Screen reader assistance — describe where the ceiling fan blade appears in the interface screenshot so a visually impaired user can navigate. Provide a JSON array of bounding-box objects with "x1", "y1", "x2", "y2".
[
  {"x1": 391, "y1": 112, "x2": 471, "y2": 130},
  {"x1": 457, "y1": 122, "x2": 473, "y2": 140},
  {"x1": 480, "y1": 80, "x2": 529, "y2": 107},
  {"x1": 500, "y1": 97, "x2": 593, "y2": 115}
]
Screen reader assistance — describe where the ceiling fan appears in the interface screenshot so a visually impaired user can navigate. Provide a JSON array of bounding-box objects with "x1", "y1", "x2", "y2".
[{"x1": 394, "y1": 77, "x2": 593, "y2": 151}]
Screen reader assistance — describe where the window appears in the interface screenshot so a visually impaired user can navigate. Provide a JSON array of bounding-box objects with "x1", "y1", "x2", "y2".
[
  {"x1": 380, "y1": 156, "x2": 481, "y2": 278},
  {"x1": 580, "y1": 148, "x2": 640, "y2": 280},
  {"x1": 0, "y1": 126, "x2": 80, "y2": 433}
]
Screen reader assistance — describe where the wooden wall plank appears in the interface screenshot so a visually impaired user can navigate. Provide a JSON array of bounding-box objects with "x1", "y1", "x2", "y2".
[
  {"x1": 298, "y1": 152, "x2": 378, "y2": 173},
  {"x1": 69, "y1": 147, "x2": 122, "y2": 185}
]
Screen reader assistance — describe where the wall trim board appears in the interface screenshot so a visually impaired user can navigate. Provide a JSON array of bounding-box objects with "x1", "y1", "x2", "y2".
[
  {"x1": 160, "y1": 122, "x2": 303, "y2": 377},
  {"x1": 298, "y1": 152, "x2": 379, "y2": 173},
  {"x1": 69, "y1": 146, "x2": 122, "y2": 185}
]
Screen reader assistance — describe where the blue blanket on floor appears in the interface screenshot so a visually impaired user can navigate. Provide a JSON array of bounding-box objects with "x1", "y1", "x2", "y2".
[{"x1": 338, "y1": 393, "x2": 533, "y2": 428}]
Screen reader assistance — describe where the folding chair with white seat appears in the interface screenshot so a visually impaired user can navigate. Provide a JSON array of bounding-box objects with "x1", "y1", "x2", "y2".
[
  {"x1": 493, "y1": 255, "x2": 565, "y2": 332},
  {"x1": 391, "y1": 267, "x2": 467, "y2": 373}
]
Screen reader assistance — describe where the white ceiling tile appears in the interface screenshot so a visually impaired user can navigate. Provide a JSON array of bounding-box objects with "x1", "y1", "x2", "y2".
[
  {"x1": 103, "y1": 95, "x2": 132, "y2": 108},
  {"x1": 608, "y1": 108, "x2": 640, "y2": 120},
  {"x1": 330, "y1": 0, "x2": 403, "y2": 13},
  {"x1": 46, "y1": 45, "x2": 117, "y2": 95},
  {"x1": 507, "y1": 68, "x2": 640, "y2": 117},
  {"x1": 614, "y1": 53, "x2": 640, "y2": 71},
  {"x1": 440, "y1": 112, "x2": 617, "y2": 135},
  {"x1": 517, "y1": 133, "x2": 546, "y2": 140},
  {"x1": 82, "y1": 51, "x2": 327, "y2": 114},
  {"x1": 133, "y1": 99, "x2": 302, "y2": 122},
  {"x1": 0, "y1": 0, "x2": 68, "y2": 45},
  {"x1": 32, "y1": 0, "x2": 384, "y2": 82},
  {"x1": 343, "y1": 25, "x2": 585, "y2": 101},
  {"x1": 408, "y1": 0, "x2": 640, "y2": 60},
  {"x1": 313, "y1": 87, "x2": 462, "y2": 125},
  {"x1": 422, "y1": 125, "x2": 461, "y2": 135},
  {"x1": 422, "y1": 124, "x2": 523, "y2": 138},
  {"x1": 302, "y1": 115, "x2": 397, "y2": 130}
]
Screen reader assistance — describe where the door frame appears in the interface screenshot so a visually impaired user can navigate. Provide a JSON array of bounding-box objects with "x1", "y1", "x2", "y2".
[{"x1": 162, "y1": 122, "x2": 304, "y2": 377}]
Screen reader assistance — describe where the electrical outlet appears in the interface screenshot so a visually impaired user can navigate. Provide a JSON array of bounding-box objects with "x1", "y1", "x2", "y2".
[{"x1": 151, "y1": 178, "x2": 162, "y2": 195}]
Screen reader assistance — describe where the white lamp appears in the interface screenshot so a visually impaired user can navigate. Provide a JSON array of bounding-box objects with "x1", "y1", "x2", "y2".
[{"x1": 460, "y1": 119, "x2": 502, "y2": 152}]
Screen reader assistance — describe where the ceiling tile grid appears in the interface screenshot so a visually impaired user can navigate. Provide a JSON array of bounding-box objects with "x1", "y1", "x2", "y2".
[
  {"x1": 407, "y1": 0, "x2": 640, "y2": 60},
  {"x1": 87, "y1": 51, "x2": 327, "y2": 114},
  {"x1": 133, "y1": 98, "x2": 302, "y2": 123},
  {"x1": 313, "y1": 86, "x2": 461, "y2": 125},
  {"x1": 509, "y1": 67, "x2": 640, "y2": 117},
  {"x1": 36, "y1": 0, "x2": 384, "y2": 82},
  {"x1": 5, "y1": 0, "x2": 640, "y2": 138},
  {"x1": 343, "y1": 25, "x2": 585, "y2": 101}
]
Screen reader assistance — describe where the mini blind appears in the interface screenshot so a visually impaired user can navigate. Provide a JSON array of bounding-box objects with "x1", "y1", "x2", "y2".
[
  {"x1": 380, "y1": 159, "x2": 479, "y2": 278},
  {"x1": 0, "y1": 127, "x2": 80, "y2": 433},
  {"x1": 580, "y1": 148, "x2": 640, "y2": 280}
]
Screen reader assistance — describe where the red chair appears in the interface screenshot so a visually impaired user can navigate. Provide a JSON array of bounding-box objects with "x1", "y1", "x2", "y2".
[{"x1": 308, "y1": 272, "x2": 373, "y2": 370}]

Exercise task —
Rewrite the rows from the line containing "Screen reader assistance — describe where the mini" through the final line of the rows, changing "mini blind" to "window blind" and keeping everything else the same.

The answer —
Screen reader assistance — describe where the window blind appears in the interface screenshot so a visually impaired user can navigate. Provide a JSON array of bounding-box objects with "x1", "y1", "x2", "y2".
[
  {"x1": 380, "y1": 159, "x2": 479, "y2": 278},
  {"x1": 0, "y1": 127, "x2": 80, "y2": 433},
  {"x1": 580, "y1": 148, "x2": 640, "y2": 280}
]
Screen reader assistance — describe where the red chair appears in the interface screenshot so a visually impaired user can navigate. Provide a JSON array of bounding-box objects with "x1", "y1", "x2", "y2".
[{"x1": 308, "y1": 272, "x2": 373, "y2": 370}]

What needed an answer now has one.